*** Given information
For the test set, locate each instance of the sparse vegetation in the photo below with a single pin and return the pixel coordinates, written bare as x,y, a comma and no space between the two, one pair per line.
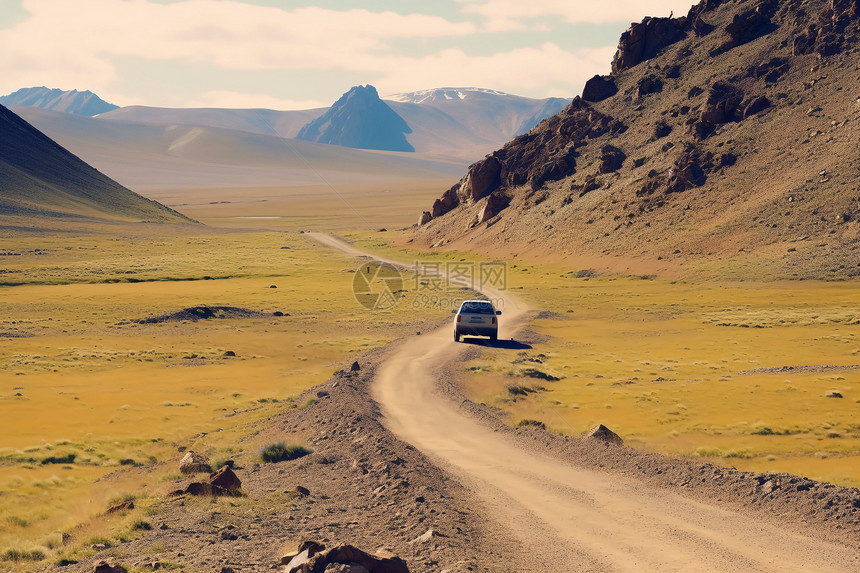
281,452
17,555
67,459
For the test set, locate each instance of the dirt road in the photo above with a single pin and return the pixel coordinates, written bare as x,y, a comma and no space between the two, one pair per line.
568,518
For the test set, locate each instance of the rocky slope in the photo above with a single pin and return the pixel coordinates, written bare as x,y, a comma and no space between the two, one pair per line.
360,119
728,135
72,101
39,179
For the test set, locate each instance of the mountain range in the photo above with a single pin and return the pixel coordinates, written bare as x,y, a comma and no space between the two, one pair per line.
724,139
79,103
41,180
456,123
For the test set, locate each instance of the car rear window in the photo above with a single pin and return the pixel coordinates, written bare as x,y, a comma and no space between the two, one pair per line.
477,308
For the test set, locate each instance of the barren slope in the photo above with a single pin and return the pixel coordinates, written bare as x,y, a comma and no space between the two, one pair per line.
39,179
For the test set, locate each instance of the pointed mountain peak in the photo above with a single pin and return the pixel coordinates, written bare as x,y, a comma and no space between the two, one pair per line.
362,120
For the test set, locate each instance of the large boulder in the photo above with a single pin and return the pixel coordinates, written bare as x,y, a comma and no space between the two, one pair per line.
599,88
494,205
645,40
611,159
193,463
605,435
108,566
227,479
314,558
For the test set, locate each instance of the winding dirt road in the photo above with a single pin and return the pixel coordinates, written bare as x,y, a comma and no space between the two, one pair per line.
566,518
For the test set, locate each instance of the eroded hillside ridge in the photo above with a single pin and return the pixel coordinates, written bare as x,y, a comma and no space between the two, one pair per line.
753,105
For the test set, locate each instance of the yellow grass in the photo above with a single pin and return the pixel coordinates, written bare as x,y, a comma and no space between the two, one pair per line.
78,376
662,364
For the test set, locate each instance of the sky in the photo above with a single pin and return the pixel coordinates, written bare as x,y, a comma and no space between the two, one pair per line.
302,54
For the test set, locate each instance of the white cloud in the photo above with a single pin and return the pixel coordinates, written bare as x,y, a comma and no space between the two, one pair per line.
74,42
505,15
80,45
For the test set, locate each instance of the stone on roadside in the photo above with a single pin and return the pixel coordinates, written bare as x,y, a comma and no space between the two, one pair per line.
604,434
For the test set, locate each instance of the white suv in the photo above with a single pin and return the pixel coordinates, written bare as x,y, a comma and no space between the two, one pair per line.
476,318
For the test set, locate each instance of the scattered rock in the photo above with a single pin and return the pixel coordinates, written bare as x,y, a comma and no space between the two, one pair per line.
223,482
225,478
124,506
313,559
645,40
496,202
193,462
604,434
426,536
650,84
611,159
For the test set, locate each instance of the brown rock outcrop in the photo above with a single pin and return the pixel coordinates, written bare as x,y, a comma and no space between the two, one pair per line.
495,203
226,479
483,177
599,88
611,159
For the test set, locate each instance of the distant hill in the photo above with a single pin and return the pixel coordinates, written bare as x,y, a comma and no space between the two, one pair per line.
490,113
80,103
723,139
362,120
150,157
462,123
40,179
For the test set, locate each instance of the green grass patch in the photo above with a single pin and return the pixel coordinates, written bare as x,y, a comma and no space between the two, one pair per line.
17,555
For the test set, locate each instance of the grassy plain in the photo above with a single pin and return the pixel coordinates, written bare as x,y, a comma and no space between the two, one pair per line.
690,369
94,406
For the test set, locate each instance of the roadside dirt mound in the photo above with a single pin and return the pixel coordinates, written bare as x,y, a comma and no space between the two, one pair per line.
727,134
204,312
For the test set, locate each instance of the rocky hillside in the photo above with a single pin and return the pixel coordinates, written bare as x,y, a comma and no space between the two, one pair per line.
725,136
362,120
39,180
79,103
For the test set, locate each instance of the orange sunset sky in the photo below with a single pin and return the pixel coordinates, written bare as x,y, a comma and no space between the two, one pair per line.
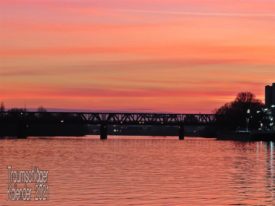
134,55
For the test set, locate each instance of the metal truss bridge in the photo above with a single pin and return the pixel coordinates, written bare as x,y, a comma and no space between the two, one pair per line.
104,119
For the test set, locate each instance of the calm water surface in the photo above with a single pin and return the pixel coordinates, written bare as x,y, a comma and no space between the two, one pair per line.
145,171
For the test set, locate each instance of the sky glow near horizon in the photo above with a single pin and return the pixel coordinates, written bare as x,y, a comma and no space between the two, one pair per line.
134,55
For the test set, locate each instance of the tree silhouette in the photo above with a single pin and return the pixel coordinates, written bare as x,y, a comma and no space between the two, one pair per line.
242,112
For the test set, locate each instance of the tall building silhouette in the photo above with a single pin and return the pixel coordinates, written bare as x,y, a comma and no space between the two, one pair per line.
270,95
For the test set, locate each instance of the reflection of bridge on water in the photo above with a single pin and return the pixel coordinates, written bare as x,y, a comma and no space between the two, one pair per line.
105,119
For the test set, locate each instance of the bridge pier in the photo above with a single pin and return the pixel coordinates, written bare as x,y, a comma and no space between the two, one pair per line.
103,131
181,132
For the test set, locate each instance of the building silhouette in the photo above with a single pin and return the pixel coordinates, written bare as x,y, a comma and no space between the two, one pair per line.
270,95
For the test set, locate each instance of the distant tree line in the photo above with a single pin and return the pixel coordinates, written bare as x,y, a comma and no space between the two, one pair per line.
246,111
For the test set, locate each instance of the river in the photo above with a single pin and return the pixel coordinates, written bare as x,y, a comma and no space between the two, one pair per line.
144,171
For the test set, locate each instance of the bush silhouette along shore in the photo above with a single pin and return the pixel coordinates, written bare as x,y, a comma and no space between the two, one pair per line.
244,112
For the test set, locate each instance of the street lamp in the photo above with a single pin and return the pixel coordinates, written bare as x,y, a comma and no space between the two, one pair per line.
247,119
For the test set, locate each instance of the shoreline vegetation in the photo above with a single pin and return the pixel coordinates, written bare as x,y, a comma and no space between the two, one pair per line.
245,118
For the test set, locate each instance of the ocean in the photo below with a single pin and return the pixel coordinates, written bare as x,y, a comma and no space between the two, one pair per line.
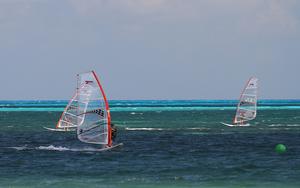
167,143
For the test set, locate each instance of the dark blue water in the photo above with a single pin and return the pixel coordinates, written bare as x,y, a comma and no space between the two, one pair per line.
166,144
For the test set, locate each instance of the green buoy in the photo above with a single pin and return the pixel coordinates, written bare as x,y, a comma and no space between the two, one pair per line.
280,148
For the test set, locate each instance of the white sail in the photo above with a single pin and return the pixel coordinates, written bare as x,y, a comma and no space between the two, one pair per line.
71,116
247,106
94,109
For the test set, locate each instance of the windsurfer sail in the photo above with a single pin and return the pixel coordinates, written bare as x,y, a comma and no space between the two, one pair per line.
72,116
247,106
96,125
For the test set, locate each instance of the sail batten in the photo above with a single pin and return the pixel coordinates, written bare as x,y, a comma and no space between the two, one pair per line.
247,106
95,127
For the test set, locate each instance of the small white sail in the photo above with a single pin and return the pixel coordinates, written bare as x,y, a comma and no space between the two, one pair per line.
93,107
247,106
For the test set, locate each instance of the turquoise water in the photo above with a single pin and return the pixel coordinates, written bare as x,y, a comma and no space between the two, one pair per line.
166,144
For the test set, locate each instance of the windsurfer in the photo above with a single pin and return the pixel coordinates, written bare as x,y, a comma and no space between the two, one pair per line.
113,132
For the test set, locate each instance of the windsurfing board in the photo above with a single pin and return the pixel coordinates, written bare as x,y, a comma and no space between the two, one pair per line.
111,147
237,125
59,130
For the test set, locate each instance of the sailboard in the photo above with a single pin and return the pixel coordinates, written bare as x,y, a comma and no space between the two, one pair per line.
247,106
72,116
96,125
******
Please copy the rows verbatim, from the line containing "For the test set, locate each instance of the turquoise" through the last row.

For the test set, locate each instance of the turquoise water in the photo above with a single pin and return the pixel coordinates, written bare as x,y, a comma and no space between the two, one pair per line.
166,144
For the test set, locate each instance of the windsurfer in the photo above with a single pin and return the pixel coordinates, written bare as x,y, a comma and no space between the two, one pair per line.
113,132
For the test set, locate each instance of the windsurfing board in the photo above with a single pin and return the pixel coordinates, written bare as x,y, a comma and no space between the two, one pair per line.
111,147
237,125
59,130
For the test set, locate each instance of the sailboard in the photo above with a single pin and return the pixel coordinates, written bare as x,y, a comma and no space between the two, one pair per line.
247,106
72,116
96,125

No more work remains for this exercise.